::: EXTRACT TO READ :::

Obviously, because it involved keeping track of a piece of paper, no one in my family had seen my birth certificate for decades, and I was worried about not being able to tell Kitty Hatcher the exact time I was born, which I knew was an important detail when getting your astrological chart done. But “the sun was just coming up,” as my dad had told me a thousand times, and when I told Kitty that, she said it was good enough for her. Dawn is dawn, even in Honolulu, Hawaii, where I was born. Kitty Hatcher said she’d just do my chart using an estimate of between 5 and 6 a.m., and that would be accurate enough.
When Kitty called me with the results of my reading, I could tell she was excited. She kept saying she’d seen things in my chart that were very rare. She said that in the new year, I’d be given a major position of power. She envisioned me working as a film director, or even running my own television show. She even said I’d been some sort of powerful warrior in a past life. She told me I’d always had some psychic abilities, but that soon I’d be feeling them stronger than ever before, and these abilities were going to help me achieve new levels of success. She told me that the next two years were going to be some of my best, that there were promising planetary convergences in my chart that only happened once in a lifetime, if at all. The fact that all this good fortune had to do with my third house of Taurus being in the fourth sun of Saturn or whatever pretty much went over my head, but the headlines were undeniably fantastic.
I was excited about my now dazzling future and bragged about it to whomever would listen. “I thought you didn’t believe in astrology,” one of my friends said. I told her that, duh, I believed in it now because how could you not when the predictions were so fantastic? It’s the same way I “don’t believe” in awards unless I’m getting one, and I “don’t believe” in reading reviews unless someone tells me they’re glowing. And anyway, even if astrology isn’t valid, two years from now I’ll likely have forgotten that anyone told me I was supposed to be having the best two years of my life because they will just be the two years I’ve been living in. In fact, I’ve found that one of the most fun things about getting any kind of reading of the future is that it’s usually only deeply important for the one day. I’ve been to a few psychics over the years, and I couldn’t tell you one thing they said to me. Good or bad, it goes right out of my head. I’m sure the details would have stuck with me if I’d written more of them down, but even if I had, I’d probably have lost whatever I’d written them on.

:::

INSTRUCTIONS –
1 > Rewrite the paragraph of the astrology passage that begins "When Kitty called me" as a short list of its main facts.
2 > In the astrology passage, what time window did Kitty Hatcher use to do the chart?
3 > Translate this sentence from the astrology passage into Spanish: "Dawn is dawn, even in Honolulu, Hawaii, where I was born."

::: DATA LISTING :::

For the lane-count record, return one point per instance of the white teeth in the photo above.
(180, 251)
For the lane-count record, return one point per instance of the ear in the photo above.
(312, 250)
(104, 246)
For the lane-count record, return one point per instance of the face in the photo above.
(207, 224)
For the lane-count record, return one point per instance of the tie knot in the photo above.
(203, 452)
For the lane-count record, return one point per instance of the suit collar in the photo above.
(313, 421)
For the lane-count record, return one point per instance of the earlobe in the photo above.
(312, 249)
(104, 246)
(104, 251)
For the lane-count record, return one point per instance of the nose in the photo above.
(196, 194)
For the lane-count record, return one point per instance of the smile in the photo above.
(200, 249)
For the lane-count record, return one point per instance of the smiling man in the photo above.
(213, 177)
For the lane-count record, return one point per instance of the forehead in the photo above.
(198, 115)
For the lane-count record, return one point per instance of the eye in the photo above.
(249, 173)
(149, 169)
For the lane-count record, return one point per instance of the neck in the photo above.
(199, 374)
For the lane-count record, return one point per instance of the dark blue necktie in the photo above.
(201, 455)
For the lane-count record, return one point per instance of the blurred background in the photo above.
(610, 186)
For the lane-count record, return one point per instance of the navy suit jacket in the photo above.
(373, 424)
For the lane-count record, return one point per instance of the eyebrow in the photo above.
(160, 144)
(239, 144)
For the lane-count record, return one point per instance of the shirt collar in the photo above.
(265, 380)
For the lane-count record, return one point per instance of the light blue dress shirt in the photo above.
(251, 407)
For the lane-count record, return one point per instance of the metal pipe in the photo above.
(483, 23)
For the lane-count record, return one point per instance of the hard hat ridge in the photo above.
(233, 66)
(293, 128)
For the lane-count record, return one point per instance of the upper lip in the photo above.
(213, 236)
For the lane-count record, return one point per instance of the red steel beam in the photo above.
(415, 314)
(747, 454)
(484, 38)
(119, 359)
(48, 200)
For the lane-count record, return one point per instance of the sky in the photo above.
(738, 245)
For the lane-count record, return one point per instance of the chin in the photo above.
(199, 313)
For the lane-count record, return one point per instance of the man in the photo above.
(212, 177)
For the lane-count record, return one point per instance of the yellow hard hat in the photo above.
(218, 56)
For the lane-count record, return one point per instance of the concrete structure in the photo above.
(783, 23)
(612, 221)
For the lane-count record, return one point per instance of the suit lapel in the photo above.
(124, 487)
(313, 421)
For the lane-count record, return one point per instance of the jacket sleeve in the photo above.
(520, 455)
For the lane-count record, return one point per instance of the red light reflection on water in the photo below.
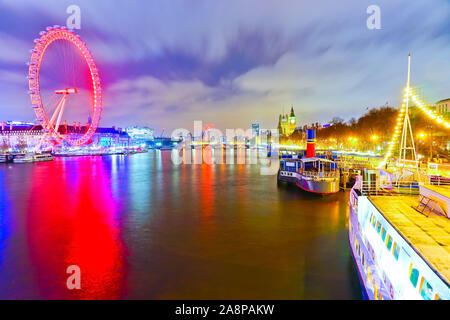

:::

ANSWERS FOR THE EXERCISE –
1 >
- Kitty was excited when she called with the reading results and said the chart showed very rare things.
- She predicted a major position of power in the new year, possibly as a film director or running a television show.
- She said the narrator had been a powerful warrior in a past life.
- She said the narrator's psychic abilities would soon grow stronger than ever and bring new levels of success.
- She said the next two years would be among the narrator's best because of planetary convergences that happen once in a lifetime, if at all.
- The astrological details went over the narrator's head, but the headlines were fantastic.

2 > She used an estimate of between 5 and 6 a.m.

3 > El amanecer es el amanecer, incluso en Honolulu, Hawái, donde nací.